───── Supplied data

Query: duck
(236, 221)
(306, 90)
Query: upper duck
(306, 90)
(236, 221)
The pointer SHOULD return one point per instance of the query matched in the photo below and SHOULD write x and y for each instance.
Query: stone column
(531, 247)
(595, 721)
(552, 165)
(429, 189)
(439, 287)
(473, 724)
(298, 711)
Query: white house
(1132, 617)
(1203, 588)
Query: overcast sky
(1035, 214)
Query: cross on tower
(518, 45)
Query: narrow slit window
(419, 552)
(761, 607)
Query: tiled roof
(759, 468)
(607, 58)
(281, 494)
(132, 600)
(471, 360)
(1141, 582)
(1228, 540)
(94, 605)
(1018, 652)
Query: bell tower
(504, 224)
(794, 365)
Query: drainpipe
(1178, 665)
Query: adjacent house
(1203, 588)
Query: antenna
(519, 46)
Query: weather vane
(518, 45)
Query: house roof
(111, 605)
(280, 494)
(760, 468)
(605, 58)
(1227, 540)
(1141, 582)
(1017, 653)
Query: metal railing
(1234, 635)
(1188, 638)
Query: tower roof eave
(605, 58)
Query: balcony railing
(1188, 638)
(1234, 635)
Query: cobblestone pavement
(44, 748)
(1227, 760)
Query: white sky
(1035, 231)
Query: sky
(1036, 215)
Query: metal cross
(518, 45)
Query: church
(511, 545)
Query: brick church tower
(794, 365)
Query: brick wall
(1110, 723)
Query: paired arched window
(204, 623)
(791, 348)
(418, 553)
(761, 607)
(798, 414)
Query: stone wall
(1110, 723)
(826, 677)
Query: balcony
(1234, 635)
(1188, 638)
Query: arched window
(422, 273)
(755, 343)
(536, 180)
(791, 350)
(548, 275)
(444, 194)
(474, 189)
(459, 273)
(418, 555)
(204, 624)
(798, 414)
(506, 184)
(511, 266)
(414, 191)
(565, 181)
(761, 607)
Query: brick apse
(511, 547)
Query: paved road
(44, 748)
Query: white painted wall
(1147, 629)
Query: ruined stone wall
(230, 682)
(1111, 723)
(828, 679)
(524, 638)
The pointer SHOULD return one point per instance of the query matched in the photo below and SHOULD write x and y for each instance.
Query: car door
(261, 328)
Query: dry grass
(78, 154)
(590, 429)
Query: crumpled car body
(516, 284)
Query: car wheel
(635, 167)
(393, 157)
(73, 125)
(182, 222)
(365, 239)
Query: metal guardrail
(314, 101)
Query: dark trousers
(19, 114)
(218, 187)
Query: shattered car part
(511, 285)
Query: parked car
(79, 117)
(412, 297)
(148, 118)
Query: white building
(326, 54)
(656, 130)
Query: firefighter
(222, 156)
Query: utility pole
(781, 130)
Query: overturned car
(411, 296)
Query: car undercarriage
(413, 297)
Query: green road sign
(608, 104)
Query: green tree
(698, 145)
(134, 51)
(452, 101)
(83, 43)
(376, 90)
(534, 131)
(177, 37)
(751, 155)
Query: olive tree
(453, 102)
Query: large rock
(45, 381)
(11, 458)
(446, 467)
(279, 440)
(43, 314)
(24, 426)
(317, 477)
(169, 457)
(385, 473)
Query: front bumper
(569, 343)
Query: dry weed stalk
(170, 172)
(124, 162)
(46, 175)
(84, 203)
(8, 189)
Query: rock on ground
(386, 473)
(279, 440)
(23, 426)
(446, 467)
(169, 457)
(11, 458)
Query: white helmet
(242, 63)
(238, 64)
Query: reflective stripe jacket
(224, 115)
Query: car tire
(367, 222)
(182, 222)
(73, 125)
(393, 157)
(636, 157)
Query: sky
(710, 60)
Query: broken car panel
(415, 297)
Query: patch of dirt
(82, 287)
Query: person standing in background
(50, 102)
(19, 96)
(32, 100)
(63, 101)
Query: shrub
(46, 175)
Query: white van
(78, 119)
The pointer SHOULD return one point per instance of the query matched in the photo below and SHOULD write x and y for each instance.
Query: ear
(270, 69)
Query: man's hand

──────────

## Task objective
Transcribe every line of the records exactly, please.

## Task output
Query: duck
(236, 221)
(306, 90)
Query: upper duck
(306, 90)
(236, 221)
The pointer SHOULD return one point per instance of the query matched in the photo below and SHOULD write x and y for each instance.
Query: stone column
(531, 247)
(595, 721)
(552, 165)
(429, 189)
(439, 287)
(473, 724)
(298, 711)
Query: white house
(1132, 617)
(1203, 588)
Query: overcast sky
(1035, 214)
Query: cross on tower
(518, 45)
Query: narrow slit window
(419, 552)
(761, 607)
Query: tiled roof
(759, 468)
(607, 58)
(281, 494)
(132, 600)
(471, 360)
(1141, 582)
(1228, 540)
(94, 605)
(1018, 652)
Query: bell tower
(504, 224)
(794, 365)
Query: drainpipe
(1178, 665)
Query: adjacent house
(1203, 588)
Query: antenna
(519, 46)
Query: weather vane
(518, 45)
Query: house roof
(111, 605)
(280, 494)
(760, 468)
(605, 58)
(1227, 540)
(1141, 582)
(1017, 653)
Query: metal railing
(1234, 635)
(1188, 638)
Query: tower roof eave
(605, 58)
Query: balcony railing
(1188, 638)
(1234, 635)
Query: cobblestone pavement
(44, 748)
(1227, 760)
Query: white sky
(1035, 231)
Query: sky
(1036, 215)
Query: metal cross
(518, 45)
Query: church
(511, 545)
Query: brick church tower
(794, 365)
Query: brick wall
(1110, 723)
Query: paired arched window
(204, 623)
(791, 348)
(418, 553)
(761, 607)
(798, 414)
Query: stone wall
(1110, 723)
(826, 677)
Query: balcony
(1234, 635)
(1188, 638)
Query: arched window
(422, 273)
(755, 343)
(536, 180)
(791, 350)
(548, 275)
(444, 194)
(474, 189)
(459, 273)
(418, 555)
(204, 624)
(798, 414)
(506, 184)
(511, 266)
(414, 191)
(565, 181)
(761, 607)
Query: brick apse
(511, 547)
Query: paved road
(44, 748)
Query: white painted wall
(1147, 629)
Query: ruined stone wall
(230, 682)
(1111, 723)
(828, 679)
(524, 638)
The pointer SHOULD return one point per instance of the query matched in the photo below and SHOULD write x and y for each instance.
Query: car door
(261, 328)
Query: dry grass
(78, 154)
(590, 429)
Query: crumpled car body
(516, 284)
Query: car wheel
(635, 167)
(393, 157)
(73, 125)
(182, 222)
(365, 239)
Query: metal guardrail
(314, 101)
Query: dark trousers
(19, 114)
(218, 187)
Query: shattered car part
(511, 285)
Query: parked car
(79, 117)
(412, 297)
(148, 118)
Query: white building
(326, 54)
(656, 130)
Query: firefighter
(222, 156)
Query: utility pole
(781, 130)
Query: overturned car
(411, 296)
Query: car undercarriage
(413, 297)
Query: green road sign
(608, 104)
Query: green tree
(698, 145)
(134, 51)
(452, 101)
(83, 43)
(376, 90)
(534, 131)
(177, 37)
(751, 155)
Query: olive tree
(453, 102)
Query: large rock
(45, 381)
(11, 458)
(446, 467)
(279, 440)
(43, 314)
(24, 426)
(317, 477)
(169, 457)
(385, 473)
Query: front bumper
(569, 343)
Query: dry weed stalk
(170, 172)
(124, 162)
(46, 175)
(84, 203)
(8, 189)
Query: rock on ground
(386, 473)
(279, 440)
(23, 426)
(446, 467)
(169, 457)
(11, 458)
Query: white helmet
(242, 63)
(238, 64)
Query: reflective stripe jacket
(224, 115)
Query: car tire
(367, 222)
(182, 222)
(73, 125)
(393, 157)
(636, 157)
Query: sky
(710, 60)
Query: broken car panel
(415, 297)
Query: patch of dirt
(82, 287)
Query: person standing in background
(50, 102)
(19, 96)
(32, 100)
(63, 101)
Query: shrub
(46, 175)
Query: white van
(78, 119)
The pointer SHOULD return one point per instance of the query matched in the photo below and SHOULD write x and y for each instance.
Query: ear
(270, 69)
Query: man's hand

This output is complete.